#### STORED DATA ####
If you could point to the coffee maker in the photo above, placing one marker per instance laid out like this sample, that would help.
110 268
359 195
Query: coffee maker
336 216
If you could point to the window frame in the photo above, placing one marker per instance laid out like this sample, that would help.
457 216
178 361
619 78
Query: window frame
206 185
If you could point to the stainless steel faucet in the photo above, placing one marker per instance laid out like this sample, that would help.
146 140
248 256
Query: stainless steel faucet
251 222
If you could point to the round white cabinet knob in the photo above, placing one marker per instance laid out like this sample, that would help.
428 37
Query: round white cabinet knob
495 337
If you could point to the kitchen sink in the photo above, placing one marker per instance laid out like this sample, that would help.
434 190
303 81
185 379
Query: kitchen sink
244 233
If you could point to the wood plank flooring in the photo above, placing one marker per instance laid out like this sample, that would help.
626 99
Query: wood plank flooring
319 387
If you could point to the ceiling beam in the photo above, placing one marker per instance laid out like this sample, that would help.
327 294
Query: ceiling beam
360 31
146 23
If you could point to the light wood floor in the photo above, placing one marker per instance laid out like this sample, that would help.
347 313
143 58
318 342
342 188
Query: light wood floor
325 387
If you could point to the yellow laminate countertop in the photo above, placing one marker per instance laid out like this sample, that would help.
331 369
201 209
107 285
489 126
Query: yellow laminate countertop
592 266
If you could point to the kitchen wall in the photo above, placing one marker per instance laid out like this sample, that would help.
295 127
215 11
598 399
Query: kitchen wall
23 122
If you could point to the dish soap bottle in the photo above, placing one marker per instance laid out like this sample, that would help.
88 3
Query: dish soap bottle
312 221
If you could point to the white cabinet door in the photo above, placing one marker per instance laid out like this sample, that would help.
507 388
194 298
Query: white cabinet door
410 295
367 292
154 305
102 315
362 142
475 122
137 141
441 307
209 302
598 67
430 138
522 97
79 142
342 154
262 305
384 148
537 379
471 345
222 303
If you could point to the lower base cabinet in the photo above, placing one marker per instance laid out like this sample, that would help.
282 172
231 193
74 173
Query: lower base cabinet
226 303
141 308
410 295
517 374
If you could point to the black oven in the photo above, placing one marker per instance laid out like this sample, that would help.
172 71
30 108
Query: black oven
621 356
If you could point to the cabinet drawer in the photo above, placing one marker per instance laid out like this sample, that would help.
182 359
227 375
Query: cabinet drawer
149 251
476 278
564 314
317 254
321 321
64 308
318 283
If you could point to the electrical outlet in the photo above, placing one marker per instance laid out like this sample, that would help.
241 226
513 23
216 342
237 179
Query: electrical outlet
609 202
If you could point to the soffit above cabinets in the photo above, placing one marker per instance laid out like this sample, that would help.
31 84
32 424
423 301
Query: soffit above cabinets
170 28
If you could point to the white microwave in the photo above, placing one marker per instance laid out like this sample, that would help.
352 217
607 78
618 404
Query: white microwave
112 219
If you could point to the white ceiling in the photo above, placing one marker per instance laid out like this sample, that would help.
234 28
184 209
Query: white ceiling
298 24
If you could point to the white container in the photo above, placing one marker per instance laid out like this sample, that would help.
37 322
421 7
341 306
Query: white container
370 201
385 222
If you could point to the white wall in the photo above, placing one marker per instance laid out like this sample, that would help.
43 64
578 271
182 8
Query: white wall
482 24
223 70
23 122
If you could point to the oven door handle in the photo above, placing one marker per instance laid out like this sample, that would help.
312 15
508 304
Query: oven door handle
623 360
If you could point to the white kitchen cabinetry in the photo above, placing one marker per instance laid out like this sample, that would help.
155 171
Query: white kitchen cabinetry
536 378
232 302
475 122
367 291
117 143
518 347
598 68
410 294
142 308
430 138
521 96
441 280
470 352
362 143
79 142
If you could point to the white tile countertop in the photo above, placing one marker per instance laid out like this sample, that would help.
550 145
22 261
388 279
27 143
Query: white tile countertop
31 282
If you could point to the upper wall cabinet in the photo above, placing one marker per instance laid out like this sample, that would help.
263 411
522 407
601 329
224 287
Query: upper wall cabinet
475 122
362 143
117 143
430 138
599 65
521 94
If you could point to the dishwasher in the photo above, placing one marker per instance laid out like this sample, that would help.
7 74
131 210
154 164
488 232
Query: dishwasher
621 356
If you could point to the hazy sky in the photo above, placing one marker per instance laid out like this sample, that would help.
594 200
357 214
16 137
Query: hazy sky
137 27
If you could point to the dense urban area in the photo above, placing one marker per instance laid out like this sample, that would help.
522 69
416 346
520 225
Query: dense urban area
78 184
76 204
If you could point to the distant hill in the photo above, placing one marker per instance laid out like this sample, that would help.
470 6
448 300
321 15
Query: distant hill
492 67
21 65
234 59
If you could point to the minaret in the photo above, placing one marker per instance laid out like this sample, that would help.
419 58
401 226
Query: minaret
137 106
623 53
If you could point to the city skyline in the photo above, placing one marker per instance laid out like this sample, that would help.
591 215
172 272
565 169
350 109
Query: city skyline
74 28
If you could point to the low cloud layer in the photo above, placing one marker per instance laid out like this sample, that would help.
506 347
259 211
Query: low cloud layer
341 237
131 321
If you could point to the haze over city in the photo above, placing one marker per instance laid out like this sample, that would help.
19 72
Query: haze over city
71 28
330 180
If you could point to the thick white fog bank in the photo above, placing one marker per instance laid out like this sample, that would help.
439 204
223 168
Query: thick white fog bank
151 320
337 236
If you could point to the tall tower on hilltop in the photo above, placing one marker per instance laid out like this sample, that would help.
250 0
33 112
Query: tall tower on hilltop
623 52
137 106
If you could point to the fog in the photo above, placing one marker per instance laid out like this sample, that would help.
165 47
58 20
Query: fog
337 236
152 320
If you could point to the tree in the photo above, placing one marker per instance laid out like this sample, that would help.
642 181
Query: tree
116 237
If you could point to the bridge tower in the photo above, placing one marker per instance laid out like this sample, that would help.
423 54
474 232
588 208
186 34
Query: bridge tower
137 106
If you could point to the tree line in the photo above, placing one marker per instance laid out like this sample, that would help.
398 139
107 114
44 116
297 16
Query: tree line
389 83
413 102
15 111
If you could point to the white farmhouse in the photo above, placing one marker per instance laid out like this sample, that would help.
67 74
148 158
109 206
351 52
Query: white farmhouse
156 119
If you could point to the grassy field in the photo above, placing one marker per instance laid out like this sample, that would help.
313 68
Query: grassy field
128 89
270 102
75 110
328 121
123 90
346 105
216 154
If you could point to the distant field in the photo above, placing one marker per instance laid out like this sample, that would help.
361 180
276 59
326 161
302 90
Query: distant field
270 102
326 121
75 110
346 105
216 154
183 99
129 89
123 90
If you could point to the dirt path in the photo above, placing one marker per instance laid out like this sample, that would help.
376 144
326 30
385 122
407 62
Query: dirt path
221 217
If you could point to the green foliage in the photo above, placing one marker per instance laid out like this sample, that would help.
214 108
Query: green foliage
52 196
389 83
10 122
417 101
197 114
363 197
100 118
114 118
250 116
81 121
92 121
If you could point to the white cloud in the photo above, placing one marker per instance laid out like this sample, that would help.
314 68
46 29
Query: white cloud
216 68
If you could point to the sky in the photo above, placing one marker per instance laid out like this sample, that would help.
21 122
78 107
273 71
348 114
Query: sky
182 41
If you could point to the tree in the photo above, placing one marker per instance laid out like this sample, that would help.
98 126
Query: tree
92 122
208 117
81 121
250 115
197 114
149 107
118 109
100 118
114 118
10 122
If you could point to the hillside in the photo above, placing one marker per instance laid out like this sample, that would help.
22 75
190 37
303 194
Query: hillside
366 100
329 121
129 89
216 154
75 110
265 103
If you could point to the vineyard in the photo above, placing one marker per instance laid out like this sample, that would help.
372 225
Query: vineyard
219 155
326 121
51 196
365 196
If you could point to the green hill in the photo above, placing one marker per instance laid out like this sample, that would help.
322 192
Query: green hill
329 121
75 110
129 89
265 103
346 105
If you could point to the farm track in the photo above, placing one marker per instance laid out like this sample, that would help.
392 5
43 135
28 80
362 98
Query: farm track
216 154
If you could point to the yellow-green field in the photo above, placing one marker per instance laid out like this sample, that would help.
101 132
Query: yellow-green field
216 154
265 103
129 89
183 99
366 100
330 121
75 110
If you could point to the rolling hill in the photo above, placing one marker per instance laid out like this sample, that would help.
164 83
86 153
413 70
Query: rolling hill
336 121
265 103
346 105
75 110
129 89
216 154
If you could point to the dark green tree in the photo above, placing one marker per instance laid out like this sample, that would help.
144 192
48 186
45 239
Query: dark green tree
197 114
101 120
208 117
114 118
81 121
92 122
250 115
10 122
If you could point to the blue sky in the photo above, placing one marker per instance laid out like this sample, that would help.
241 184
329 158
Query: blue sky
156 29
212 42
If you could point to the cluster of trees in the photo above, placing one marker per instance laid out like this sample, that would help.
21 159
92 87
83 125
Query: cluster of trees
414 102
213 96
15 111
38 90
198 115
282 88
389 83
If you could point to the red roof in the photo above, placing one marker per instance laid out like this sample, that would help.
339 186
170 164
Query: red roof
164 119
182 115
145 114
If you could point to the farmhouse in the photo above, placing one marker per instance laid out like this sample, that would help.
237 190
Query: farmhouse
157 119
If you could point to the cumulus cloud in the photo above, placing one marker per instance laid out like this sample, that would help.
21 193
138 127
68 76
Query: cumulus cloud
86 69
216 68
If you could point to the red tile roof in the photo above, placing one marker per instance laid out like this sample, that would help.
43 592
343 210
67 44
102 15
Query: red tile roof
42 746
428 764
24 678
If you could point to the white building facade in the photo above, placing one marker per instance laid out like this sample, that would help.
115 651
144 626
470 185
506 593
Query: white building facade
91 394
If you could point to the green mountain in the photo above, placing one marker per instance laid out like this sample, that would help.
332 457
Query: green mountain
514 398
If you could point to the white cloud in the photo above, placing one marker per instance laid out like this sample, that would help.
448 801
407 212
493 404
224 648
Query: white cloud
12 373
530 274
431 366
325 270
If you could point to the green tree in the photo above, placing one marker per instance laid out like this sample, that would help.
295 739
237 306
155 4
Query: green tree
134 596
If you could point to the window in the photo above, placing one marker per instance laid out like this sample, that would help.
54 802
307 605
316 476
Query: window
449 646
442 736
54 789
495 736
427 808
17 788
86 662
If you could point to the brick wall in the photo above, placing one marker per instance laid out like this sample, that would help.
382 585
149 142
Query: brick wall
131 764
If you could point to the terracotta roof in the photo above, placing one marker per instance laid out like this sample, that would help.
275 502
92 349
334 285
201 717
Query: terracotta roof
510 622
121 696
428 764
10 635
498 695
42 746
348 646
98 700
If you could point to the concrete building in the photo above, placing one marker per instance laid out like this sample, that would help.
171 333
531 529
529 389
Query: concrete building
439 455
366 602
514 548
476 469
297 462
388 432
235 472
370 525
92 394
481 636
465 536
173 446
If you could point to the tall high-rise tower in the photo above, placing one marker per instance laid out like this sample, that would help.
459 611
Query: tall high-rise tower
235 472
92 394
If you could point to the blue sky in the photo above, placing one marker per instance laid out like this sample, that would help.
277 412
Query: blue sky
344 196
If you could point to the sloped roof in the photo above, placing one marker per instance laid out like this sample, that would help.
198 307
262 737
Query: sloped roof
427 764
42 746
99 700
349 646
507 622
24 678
####
- TASK STATEMENT
Restate the final lines of the listing above word for word, beginning at the line that contains "If you could point to the sloped".

- PROBLEM SOLUTION
If you could point to the sloped roof in the photo above, placing one marker per instance laid out like this sample, that would help.
198 307
262 737
Query: sloped roof
427 764
42 746
99 700
349 646
507 622
24 678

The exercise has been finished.